Data for this task:
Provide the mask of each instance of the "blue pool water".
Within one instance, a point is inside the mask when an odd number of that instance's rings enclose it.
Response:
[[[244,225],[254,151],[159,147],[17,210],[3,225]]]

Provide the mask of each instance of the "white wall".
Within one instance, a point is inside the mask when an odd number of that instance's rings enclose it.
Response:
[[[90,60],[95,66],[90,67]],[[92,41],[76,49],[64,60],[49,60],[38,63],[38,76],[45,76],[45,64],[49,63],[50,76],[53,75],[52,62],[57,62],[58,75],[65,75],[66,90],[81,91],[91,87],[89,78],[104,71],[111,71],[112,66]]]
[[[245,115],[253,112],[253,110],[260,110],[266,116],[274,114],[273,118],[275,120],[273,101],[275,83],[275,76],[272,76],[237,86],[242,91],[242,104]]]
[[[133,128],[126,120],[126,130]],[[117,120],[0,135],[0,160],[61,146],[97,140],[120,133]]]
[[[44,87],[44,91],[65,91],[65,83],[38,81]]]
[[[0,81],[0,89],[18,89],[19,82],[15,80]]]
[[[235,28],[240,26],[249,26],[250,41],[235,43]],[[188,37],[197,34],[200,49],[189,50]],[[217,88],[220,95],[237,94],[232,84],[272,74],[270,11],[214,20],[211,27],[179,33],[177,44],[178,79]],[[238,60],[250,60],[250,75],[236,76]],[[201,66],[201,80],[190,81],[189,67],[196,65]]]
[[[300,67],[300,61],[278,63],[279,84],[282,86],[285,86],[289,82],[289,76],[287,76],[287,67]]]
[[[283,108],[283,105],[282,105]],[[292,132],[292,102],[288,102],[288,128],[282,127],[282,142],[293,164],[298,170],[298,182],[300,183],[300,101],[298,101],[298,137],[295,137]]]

Goal: Can you copy all of the material above, keeping every line unchanged?

The reply:
Provide the mask of each instance of the "blue pool water".
Within one instance, a point is inside the mask when an odd number of that instance's rings enclose it.
Response:
[[[244,225],[254,151],[159,147],[17,210],[3,225]]]

Provide the mask of each instance of the "white wall".
Within one instance, a point is inside the mask when an odd number of that instance's rings enclose it.
Response:
[[[90,60],[95,66],[90,67]],[[92,41],[76,49],[64,60],[49,60],[38,63],[38,76],[45,76],[45,64],[49,63],[50,76],[53,75],[52,62],[57,62],[58,75],[65,75],[66,90],[81,91],[91,87],[89,78],[104,71],[111,71],[112,66]]]
[[[245,115],[253,112],[253,110],[260,110],[266,116],[274,114],[273,118],[275,120],[273,101],[275,83],[275,76],[272,76],[237,86],[242,91],[242,104]]]
[[[133,128],[126,120],[126,130]],[[117,120],[0,135],[0,160],[61,146],[97,140],[120,133]]]
[[[44,87],[44,91],[65,91],[65,83],[38,81]]]
[[[0,81],[0,89],[18,89],[19,82],[15,80]]]
[[[235,28],[240,26],[249,26],[250,41],[235,43]],[[188,37],[197,34],[200,49],[189,50]],[[217,88],[220,95],[237,94],[232,84],[272,74],[270,11],[214,20],[211,27],[179,33],[177,44],[178,79]],[[238,60],[250,60],[250,75],[236,76]],[[201,66],[201,80],[190,81],[189,67],[196,65]]]
[[[300,67],[300,61],[278,63],[279,84],[282,86],[285,86],[289,82],[289,76],[287,76],[287,67]]]
[[[283,108],[283,105],[282,105]],[[292,132],[292,102],[288,102],[288,128],[282,127],[282,142],[293,164],[298,170],[298,182],[300,183],[300,101],[298,101],[298,137],[295,137]]]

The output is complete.